WHAT THE TASK ASKS: Restate the records word for word, omitting nothing.
╭─ RECORDS PROVIDED
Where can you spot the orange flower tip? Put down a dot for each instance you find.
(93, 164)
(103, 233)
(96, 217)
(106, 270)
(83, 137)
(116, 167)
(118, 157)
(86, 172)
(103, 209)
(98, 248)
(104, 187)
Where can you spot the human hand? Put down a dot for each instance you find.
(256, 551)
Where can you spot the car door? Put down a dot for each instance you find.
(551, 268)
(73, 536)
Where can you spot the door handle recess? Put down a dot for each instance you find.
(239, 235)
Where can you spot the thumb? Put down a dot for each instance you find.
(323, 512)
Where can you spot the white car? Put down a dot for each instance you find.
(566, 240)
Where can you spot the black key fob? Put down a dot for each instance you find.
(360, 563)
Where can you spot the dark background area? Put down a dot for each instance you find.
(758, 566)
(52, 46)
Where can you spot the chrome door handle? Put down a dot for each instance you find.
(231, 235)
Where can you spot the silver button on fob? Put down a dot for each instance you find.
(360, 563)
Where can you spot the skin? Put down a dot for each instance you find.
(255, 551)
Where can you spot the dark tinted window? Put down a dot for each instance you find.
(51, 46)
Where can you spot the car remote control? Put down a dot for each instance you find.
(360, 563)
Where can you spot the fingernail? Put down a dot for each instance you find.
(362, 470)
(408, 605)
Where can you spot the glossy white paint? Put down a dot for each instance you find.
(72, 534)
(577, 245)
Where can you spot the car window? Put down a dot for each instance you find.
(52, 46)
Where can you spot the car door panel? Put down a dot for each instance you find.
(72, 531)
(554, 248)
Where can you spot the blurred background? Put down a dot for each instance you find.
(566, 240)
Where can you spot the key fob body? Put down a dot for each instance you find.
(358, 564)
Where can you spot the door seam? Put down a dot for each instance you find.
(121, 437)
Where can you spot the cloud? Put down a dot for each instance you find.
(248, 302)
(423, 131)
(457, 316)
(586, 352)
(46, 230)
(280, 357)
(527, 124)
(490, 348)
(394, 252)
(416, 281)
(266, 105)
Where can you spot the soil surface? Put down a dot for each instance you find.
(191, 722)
╰─
ANSWER TO THIS TASK:
Where can you spot the orange flower tip? Put down a dot for each instance you find.
(93, 164)
(103, 233)
(96, 217)
(106, 270)
(83, 137)
(116, 167)
(118, 157)
(86, 172)
(103, 209)
(98, 248)
(104, 187)
Where can you spot the human hand? Put down a dot for each instance you find.
(256, 551)
Where can you spot the car door? Put down a dot for each instance you find.
(551, 268)
(73, 536)
Where can you spot the door handle recess? Put down a dot for each instance you find.
(239, 235)
Where can you spot the thumb? Put down a dot for each instance you find.
(323, 512)
Where can you spot the white car? Put down a dot for each instance you find.
(566, 240)
Where can you spot the black key fob? Put down a dot for each instance you find.
(360, 563)
Where can you spot the dark background area? Put down a dot for each instance you find.
(758, 566)
(52, 46)
Where can you spot the chrome door handle? Put down a dot for each instance you find.
(231, 235)
Where can you spot the silver button on fob? Put down a dot for each instance you find.
(360, 563)
Where can you spot the skin? Put down a dot for each instance you find.
(255, 551)
Where can you spot the dark tinted window? Put down a dot for each instance you find.
(51, 46)
Where can you spot the car remote control? Put down a dot for each instance you find.
(360, 563)
Where can you spot the fingernail? Put down a dot for each instance you find.
(362, 470)
(408, 605)
Where can you spot the glossy white paint? Put down a dot for each instance you find.
(72, 534)
(577, 245)
Where can you spot the car window? Put down a dot for each instance you find.
(52, 46)
Where can you spot the car door panel? Put down a dot for each instance you find.
(72, 531)
(554, 248)
Where can you spot the blurred background? Put down a dot for each instance you find.
(566, 240)
Where can you spot the key fob body? Put down a dot for each instance you find.
(358, 564)
Where can you spot the door seam? Put down a dot for each instance you find.
(121, 437)
Where can you spot the cloud? Put down a dot for each instance you find.
(248, 302)
(423, 131)
(457, 316)
(586, 352)
(46, 230)
(280, 357)
(527, 124)
(490, 348)
(394, 252)
(416, 281)
(266, 105)
Where can you spot the soil surface? Put down a dot for each instance you find.
(191, 722)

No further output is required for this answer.